### Available records
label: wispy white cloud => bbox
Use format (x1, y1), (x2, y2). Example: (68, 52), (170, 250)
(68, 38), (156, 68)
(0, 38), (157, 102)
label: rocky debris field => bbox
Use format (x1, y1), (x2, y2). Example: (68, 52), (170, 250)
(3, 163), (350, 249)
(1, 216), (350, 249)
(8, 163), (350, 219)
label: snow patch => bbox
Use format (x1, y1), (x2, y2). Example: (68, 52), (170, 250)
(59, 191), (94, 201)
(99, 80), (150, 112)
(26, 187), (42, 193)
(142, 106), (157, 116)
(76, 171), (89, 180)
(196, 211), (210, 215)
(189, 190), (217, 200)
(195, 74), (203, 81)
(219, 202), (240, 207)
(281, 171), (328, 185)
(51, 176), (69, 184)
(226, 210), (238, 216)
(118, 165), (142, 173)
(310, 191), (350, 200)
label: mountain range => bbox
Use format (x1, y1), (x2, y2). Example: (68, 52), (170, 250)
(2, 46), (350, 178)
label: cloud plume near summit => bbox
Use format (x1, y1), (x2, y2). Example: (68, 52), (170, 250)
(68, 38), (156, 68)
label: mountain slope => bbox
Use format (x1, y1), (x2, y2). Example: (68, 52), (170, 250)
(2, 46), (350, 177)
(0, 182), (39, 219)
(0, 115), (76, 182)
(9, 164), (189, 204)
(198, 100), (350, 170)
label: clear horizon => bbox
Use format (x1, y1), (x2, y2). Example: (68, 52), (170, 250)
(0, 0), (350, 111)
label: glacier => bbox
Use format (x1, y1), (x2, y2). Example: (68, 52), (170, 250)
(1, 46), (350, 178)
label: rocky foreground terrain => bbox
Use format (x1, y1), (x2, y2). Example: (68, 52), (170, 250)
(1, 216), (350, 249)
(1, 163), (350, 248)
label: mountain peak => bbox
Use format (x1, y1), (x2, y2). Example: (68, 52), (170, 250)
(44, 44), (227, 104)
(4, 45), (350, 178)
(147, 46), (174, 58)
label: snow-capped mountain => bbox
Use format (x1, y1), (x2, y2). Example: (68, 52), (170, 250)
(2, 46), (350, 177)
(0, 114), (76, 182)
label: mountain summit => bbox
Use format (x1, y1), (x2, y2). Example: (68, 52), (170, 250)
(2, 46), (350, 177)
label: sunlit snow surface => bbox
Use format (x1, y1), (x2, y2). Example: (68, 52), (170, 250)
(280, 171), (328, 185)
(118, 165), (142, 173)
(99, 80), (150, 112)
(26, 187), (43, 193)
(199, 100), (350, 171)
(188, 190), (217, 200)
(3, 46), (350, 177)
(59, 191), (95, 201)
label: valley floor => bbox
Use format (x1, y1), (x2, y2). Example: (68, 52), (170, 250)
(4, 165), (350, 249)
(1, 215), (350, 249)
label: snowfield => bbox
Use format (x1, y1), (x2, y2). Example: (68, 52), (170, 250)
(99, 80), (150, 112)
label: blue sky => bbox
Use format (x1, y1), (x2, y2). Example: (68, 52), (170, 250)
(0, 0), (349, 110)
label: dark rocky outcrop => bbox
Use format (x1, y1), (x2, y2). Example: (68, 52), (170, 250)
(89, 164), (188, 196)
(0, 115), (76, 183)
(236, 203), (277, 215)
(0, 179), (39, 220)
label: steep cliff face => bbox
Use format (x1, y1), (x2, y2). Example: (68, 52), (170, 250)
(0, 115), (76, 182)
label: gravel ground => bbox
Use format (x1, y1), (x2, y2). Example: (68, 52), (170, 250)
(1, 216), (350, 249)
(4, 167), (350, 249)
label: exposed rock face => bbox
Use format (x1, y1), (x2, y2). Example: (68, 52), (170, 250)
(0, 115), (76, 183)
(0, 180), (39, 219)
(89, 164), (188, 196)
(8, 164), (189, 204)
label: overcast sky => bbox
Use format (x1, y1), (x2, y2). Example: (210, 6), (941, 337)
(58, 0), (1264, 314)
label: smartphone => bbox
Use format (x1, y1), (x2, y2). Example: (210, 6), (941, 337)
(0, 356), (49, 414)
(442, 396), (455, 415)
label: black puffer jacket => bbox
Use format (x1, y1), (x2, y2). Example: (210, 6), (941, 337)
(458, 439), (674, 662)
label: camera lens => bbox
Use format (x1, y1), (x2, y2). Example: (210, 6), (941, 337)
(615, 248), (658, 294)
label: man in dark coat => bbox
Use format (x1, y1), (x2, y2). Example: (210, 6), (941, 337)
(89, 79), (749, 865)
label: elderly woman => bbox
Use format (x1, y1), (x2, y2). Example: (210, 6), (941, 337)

### Task objective
Write out only those lines that fall between the one containing "label: man in dark coat => bbox" and the end of the entries, the first and last included, exactly as they read.

### Exercise response
label: man in dark coat => bbox
Use format (x1, y1), (x2, y2). Example: (210, 6), (941, 337)
(89, 79), (749, 865)
label: elderly woman => bbox
Use format (x1, y1), (x2, y2). Example: (210, 6), (941, 337)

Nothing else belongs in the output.